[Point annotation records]
* start *
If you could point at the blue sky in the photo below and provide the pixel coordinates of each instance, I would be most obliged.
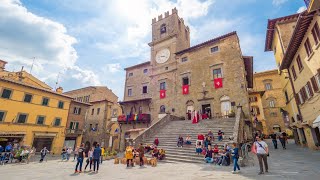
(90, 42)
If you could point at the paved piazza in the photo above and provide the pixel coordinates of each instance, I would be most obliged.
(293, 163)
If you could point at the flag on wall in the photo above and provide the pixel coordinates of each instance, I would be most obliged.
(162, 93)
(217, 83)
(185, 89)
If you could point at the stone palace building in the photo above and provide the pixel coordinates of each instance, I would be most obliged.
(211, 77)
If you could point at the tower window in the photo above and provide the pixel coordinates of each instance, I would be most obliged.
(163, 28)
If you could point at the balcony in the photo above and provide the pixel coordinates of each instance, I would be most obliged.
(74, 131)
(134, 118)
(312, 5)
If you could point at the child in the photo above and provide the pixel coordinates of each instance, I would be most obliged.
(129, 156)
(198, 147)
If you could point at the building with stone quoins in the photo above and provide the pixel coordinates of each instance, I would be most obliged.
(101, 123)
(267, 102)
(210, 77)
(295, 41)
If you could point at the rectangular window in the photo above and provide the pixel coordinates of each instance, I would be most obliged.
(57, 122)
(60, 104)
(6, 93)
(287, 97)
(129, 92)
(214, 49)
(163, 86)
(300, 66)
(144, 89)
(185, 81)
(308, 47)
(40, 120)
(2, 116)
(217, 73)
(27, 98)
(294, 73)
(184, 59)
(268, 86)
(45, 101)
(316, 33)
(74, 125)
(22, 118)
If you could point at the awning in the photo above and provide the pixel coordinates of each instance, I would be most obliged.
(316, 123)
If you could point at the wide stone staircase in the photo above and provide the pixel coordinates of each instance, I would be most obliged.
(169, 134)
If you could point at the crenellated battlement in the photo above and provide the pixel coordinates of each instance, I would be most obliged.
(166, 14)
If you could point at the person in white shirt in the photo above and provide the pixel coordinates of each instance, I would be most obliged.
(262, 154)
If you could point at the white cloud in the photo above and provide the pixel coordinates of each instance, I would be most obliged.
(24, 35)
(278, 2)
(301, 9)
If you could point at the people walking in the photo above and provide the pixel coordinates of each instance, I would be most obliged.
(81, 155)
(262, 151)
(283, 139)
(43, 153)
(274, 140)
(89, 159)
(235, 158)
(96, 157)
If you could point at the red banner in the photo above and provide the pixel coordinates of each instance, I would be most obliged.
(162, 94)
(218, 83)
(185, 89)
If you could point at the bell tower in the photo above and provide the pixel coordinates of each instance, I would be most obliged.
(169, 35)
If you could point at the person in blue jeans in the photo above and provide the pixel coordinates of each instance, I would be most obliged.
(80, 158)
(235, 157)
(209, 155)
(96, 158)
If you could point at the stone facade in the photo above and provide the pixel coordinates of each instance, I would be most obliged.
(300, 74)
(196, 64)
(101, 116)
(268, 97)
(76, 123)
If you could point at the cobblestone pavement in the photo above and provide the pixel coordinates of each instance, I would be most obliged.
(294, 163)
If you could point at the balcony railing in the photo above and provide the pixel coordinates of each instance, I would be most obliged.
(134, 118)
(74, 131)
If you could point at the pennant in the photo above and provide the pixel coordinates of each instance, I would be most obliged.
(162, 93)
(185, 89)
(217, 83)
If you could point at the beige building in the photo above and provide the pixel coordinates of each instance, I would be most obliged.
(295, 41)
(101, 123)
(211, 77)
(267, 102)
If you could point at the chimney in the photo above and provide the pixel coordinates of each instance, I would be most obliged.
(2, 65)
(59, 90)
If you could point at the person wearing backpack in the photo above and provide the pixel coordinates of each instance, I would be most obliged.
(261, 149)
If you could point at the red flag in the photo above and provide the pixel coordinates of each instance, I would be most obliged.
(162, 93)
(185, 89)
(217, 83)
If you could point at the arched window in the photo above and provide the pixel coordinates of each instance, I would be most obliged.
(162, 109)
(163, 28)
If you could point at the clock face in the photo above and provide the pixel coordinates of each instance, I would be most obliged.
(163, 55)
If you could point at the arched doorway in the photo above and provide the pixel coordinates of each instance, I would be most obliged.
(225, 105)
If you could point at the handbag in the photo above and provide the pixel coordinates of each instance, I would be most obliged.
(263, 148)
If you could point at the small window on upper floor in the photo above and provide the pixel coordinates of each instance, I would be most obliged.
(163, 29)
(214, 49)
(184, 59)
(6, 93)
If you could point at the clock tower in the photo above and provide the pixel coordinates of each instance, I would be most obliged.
* end *
* Aim *
Give back each entry exactly as it appears, with no pictures.

* Problem solution *
If you could point at the blue sky in the photo below and provide the pixel coordinates of each instance, I would be most obliged.
(90, 42)
If you could point at the paved piazza in the photo above and provide the pixel coordinates of each instance, I would be most obliged.
(293, 163)
If you could point at the flag on wall in the photo above and provide the pixel coordinates of each instance, I would be most obliged.
(162, 93)
(217, 83)
(185, 89)
If you could point at the stone palace building in the photo above and provide the pixel coordinates of each instance, I would be most obliged.
(211, 77)
If you could point at the tower window in the photo above and provide the pixel coordinates of each instance, I would be most obliged.
(163, 28)
If you could point at the balcony in the photo above and provide the pixel coordinates of each instance, I would be most obliged.
(74, 131)
(134, 118)
(312, 5)
If you could point at the child in the photo above and provide the pixel coordinates of each instance, I would be most obliged.
(129, 156)
(198, 147)
If you could point at the building with stone quoins in the photo above and provide the pixel coordinates of each instance, I would be most obliged.
(101, 123)
(267, 102)
(210, 77)
(295, 41)
If you could point at the rectangular window in the photo above and provide the pixel coordinates of each instance, I would be most obliged.
(57, 122)
(60, 104)
(6, 93)
(287, 97)
(129, 92)
(214, 49)
(163, 86)
(300, 66)
(144, 89)
(185, 81)
(308, 47)
(40, 120)
(2, 116)
(217, 73)
(27, 98)
(294, 73)
(184, 59)
(268, 86)
(45, 101)
(316, 33)
(74, 125)
(22, 118)
If you could point at the awning in the photo above and provide the pixel coordinates of each instance, I would be most obliged.
(316, 123)
If you could point at the wide stone staircase in the photo above and provide the pixel coordinates of each instance, I would be most obliged.
(169, 134)
If you could point at the crenellated battlement in the photo above and provide the pixel coordinates of each instance, I would be most obliged.
(166, 14)
If you could point at the person in white shirt in the photo above and provide the pixel coordinates of each instance, I would be most obliged.
(262, 154)
If you could point at the white cloud in the photo above and provide the pixel coordinates of each instance, I would be most obliged.
(24, 35)
(278, 2)
(301, 9)
If you could point at the people walking in the photo above and provide the pixel coordinates of each instance, I would be most obliged.
(81, 155)
(262, 151)
(283, 139)
(43, 153)
(274, 140)
(89, 159)
(235, 158)
(96, 157)
If you could point at the red banner in the photo above and provide the pixel coordinates of each instance, I would be most obliged.
(162, 94)
(218, 83)
(185, 89)
If you could point at the bell tower in the photo above and provide the pixel coordinates of each instance, I would be most obliged.
(169, 35)
If you could point at the person in blue jeans in the photo above and provide the pixel coordinates of each instance, I would be most obliged.
(80, 158)
(235, 157)
(209, 155)
(96, 158)
If you could point at the stone facade in the photo above and provide the pixel coordinates of each instance, I would be most obliged.
(300, 74)
(196, 64)
(101, 116)
(268, 97)
(76, 123)
If you could point at the cobblestone pavement in the photo above and provide the pixel coordinates of each instance, I would be most obliged.
(294, 163)
If you could point at the balcony railing in the photo above and provide the pixel coordinates of each instance, I would be most obliged.
(134, 118)
(74, 131)
If you could point at the pennant in the photo above and provide the pixel coordinates of each instance, I would be most obliged.
(162, 93)
(185, 89)
(217, 83)
If you could point at the beige building in the photo above and provide the pixel coordinates of each instance, I would be most obliged.
(295, 41)
(101, 123)
(211, 77)
(267, 102)
If you could point at the chimney in the photo above and provide the pixel coordinates of each instance, I would be most obliged.
(2, 65)
(59, 90)
If you could point at the person wearing backpack in the photo above and provide the pixel coordinates of each instance, I would be most obliged.
(261, 149)
If you could point at the red flag in the photo above and provide the pixel coordinates of each instance, I would be most obliged.
(162, 93)
(185, 89)
(217, 83)
If you could point at the arched window in the photo above and provide the pixel coordinates of each instance, I would be most obliged.
(162, 109)
(163, 28)
If you could point at the clock face in the photo above and provide the pixel coordinates of each instance, I would be most obliged.
(163, 55)
If you could point at the arched doorway in the photo above and provide the pixel coordinates of each instance, I would be most obliged.
(225, 105)
If you could point at the handbag in the photo above and provide the pixel coordinates of each instance, I would be most obliged.
(263, 148)
If you could point at the small window on upper floor in the photo above and provide the pixel coordinates of each instance, I would be most obliged.
(163, 29)
(214, 49)
(184, 59)
(6, 93)
If you could point at the clock tower in the photo above and provide the pixel coordinates of each instance, I would be most obliged.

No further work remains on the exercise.